◆ **To be done**: Restate the data word for word and leave the images out.

◆ **Material**:

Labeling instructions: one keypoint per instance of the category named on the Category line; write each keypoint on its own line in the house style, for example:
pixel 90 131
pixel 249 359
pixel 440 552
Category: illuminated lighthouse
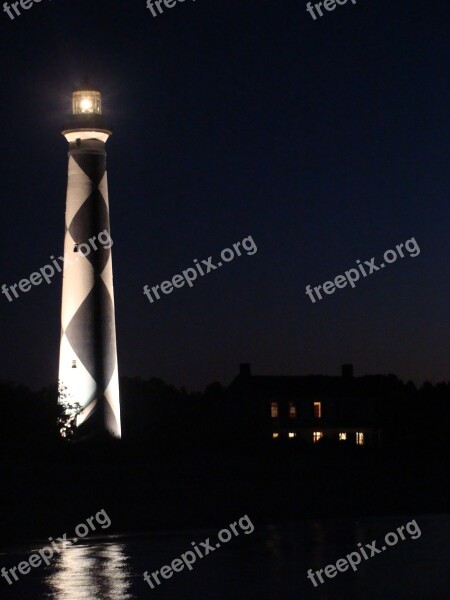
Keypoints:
pixel 88 370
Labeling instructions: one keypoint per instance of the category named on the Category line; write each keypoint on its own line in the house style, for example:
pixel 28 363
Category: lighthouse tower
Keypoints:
pixel 88 371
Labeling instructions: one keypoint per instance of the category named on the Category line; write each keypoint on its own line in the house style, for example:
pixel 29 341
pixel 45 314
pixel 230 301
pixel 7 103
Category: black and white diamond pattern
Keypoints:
pixel 88 354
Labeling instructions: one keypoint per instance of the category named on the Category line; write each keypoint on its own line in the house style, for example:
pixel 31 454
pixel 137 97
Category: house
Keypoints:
pixel 312 408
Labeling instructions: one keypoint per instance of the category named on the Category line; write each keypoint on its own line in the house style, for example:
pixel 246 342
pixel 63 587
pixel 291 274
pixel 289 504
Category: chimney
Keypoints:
pixel 245 370
pixel 347 371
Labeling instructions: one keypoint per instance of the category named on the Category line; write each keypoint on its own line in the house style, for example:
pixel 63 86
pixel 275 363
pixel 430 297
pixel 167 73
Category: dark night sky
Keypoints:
pixel 325 140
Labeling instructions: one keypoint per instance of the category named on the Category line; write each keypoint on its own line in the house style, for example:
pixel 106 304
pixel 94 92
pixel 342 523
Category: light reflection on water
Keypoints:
pixel 269 564
pixel 88 572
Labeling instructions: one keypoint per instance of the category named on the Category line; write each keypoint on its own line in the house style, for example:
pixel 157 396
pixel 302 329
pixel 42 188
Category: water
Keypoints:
pixel 270 563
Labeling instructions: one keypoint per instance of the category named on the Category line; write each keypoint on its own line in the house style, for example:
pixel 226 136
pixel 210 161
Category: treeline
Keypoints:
pixel 160 418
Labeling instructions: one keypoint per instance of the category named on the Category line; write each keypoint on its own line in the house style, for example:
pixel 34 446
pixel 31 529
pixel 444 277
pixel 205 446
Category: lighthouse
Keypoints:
pixel 88 369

◆ **Reply to the task**:
Labeling instructions: one keypoint per instance of the category named on the Category line; write each keypoint on its own line in the house style, for example:
pixel 90 131
pixel 249 359
pixel 440 552
Category: illuminated lighthouse
Keypoints:
pixel 88 370
Labeling instructions: one keypoint per instance of the category named on the Category line; write each keypoint on its own line in the house style, for example:
pixel 28 363
Category: lighthouse tower
Keypoints:
pixel 88 371
Labeling instructions: one keypoint per instance of the category named on the Category line; write each keypoint on its own line in the house style, for example:
pixel 29 341
pixel 45 314
pixel 230 301
pixel 7 103
Category: black and white diamond pattern
Keypoints:
pixel 88 354
Labeling instructions: one keypoint per instance of the category named on the Category line; write each keypoint on its own line in the house style, for example:
pixel 31 454
pixel 137 97
Category: house
Keypoints:
pixel 312 408
Labeling instructions: one keypoint per instance of the category named on the Category line; write each keypoint on its own line in the house style, for example:
pixel 246 342
pixel 63 587
pixel 291 274
pixel 289 504
Category: chimney
Keypoints:
pixel 245 370
pixel 347 371
Labeling instructions: one keypoint per instance of the category named on the Category line; write each keypoint on its own line in the house style, for example:
pixel 63 86
pixel 275 363
pixel 430 297
pixel 167 73
Category: dark night sky
Keypoints:
pixel 325 140
Labeling instructions: one keypoint per instance of the category named on the Category line; write each keypoint on its own line in the house style, for example:
pixel 106 304
pixel 94 92
pixel 342 523
Category: light reflection on water
Keypoints:
pixel 269 564
pixel 88 572
Labeling instructions: one keypoint per instance of the category named on the Category line; write each keypoint on its own line in the house style, for example:
pixel 157 396
pixel 302 329
pixel 42 188
Category: water
Keypoints:
pixel 270 563
Labeling instructions: one keypoint per instance of the category named on the Category line; write each keypoint on its own line in the house style, for example:
pixel 226 136
pixel 210 161
Category: treeline
Keypoints:
pixel 160 418
Labeling instructions: one keypoint per instance of the category named on the Category line; write each keypoint on its own line in the house style, for example:
pixel 34 446
pixel 31 529
pixel 444 277
pixel 205 446
Category: lighthouse
Keypoints:
pixel 88 369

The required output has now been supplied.